Work required: Gather every line of the items below that contains the word "reflection", treating uppercase and lowercase letters as distinct.

Working data:
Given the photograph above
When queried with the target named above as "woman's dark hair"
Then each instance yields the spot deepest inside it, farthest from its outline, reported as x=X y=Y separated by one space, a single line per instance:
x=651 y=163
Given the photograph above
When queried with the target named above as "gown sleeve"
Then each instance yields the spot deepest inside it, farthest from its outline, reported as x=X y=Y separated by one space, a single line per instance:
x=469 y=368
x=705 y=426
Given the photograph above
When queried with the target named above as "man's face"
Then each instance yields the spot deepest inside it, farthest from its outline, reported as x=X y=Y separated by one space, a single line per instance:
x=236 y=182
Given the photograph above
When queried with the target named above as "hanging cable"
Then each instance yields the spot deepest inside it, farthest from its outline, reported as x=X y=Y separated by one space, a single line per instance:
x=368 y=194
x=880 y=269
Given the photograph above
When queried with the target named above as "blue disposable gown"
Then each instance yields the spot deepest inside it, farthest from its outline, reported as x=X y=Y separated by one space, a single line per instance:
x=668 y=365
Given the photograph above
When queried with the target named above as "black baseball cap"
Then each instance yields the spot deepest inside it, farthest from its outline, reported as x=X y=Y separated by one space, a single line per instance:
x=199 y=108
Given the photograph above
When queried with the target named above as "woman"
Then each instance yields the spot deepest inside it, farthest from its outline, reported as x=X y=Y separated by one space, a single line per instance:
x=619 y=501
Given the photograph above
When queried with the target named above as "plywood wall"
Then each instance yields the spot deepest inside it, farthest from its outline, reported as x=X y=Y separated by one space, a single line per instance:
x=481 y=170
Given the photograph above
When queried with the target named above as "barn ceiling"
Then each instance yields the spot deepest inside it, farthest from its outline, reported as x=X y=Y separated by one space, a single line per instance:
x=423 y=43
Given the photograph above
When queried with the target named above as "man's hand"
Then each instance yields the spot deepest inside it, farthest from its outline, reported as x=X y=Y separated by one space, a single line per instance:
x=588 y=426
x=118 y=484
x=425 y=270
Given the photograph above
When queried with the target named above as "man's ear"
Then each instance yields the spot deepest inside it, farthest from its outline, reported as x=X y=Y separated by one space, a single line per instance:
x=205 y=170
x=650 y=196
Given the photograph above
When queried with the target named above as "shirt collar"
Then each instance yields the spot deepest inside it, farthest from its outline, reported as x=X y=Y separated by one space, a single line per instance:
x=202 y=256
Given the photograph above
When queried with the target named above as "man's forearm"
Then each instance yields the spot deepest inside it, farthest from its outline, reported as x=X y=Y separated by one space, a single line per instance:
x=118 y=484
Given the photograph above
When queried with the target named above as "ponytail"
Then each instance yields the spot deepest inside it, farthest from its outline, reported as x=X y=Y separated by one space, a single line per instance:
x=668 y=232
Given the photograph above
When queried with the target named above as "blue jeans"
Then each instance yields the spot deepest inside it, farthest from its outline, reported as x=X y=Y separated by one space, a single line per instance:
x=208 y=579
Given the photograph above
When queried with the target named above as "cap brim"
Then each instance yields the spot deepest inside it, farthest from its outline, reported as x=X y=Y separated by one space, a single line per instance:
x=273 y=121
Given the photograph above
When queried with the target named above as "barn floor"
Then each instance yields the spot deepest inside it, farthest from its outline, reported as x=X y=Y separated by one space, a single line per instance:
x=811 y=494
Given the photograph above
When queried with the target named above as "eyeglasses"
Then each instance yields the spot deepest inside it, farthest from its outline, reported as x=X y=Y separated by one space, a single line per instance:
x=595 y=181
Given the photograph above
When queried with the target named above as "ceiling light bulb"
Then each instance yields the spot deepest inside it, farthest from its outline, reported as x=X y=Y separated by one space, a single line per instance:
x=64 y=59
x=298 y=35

* * *

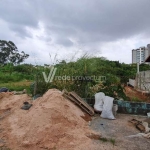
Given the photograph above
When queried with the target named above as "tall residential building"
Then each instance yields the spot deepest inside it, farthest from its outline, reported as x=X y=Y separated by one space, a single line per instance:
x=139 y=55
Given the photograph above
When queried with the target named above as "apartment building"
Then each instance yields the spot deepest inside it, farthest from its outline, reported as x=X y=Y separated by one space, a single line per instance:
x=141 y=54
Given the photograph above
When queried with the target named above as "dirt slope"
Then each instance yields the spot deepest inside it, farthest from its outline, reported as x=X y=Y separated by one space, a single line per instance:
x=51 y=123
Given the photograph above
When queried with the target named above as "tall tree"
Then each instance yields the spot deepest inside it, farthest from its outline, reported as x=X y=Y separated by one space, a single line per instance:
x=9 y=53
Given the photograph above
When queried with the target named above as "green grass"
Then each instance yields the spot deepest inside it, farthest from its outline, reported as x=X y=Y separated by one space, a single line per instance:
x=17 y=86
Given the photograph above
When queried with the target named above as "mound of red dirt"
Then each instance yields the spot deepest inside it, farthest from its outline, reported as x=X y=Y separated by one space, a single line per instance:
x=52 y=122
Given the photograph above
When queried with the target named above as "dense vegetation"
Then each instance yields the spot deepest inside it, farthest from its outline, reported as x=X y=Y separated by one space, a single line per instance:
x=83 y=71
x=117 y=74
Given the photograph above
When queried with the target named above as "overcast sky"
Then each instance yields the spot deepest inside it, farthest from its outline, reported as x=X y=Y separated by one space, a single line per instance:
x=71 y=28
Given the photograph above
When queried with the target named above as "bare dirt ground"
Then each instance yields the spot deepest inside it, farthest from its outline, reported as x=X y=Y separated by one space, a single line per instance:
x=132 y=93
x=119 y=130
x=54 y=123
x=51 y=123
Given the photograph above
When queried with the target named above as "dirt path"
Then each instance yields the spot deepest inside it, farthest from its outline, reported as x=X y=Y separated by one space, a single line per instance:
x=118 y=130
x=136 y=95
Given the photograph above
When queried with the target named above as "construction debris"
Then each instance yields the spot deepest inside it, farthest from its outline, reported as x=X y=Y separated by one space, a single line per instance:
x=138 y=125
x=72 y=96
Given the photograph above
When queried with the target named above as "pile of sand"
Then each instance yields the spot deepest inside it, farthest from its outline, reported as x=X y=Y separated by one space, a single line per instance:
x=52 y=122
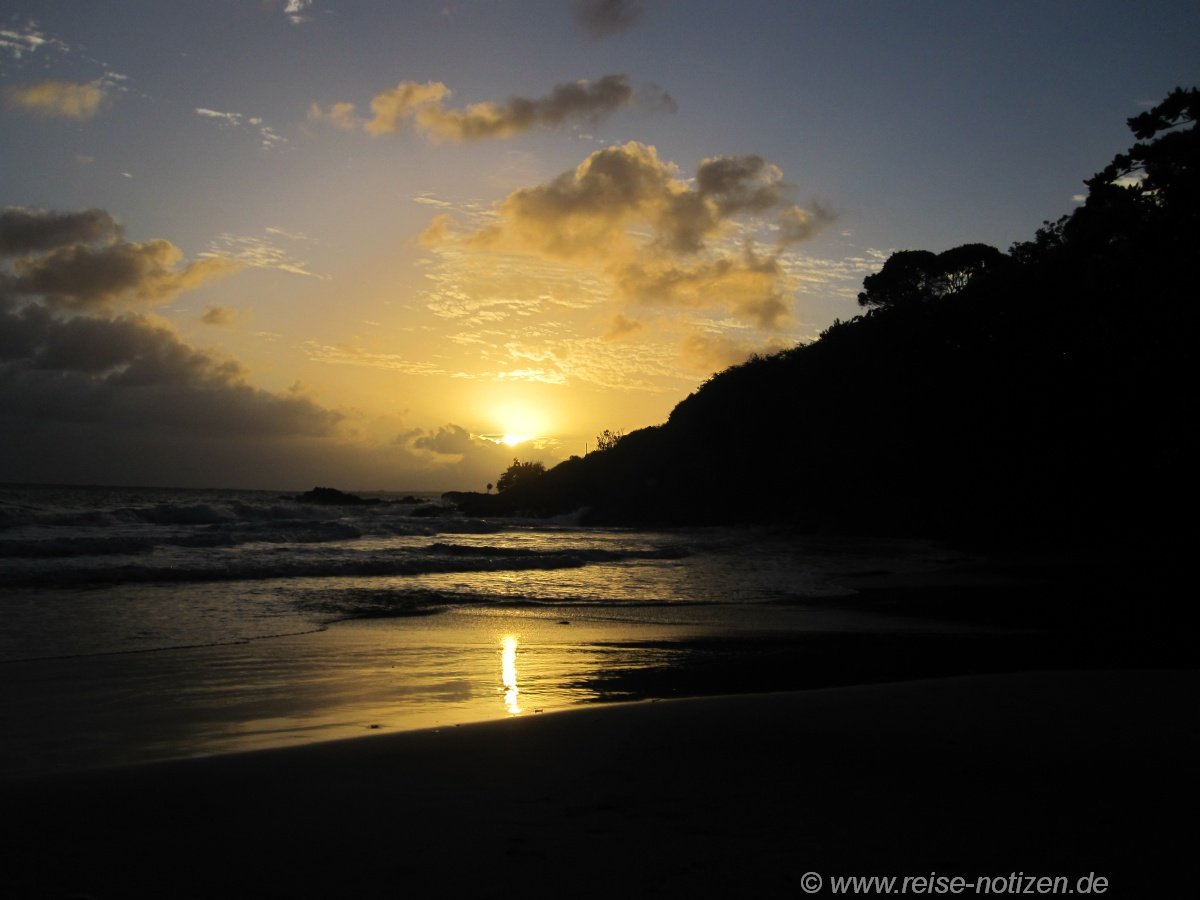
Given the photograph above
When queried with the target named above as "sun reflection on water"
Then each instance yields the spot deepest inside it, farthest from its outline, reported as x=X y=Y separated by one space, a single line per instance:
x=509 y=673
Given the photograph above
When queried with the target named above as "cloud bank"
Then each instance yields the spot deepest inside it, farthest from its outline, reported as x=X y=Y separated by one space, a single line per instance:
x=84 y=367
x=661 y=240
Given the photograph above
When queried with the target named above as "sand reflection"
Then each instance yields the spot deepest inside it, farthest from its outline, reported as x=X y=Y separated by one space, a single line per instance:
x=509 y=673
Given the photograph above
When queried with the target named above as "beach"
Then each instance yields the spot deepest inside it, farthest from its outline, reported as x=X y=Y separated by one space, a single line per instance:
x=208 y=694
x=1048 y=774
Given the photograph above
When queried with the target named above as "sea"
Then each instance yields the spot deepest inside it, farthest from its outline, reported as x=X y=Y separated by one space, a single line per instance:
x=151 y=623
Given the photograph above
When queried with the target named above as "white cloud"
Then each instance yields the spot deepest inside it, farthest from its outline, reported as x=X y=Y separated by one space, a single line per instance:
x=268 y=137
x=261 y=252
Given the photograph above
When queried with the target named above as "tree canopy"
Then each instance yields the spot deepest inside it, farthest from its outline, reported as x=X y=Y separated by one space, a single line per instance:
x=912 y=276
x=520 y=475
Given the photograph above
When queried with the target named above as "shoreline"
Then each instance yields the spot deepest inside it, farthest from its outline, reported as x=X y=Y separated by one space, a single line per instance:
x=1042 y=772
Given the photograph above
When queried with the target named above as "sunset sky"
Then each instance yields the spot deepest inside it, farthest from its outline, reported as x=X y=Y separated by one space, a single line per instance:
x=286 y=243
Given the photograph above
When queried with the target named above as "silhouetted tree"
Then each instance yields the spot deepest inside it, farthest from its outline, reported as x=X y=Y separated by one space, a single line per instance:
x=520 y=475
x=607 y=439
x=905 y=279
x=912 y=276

Exercise solution:
When queried with the target named above as "sun reflection on water"
When queried with the target named above as "sand reflection"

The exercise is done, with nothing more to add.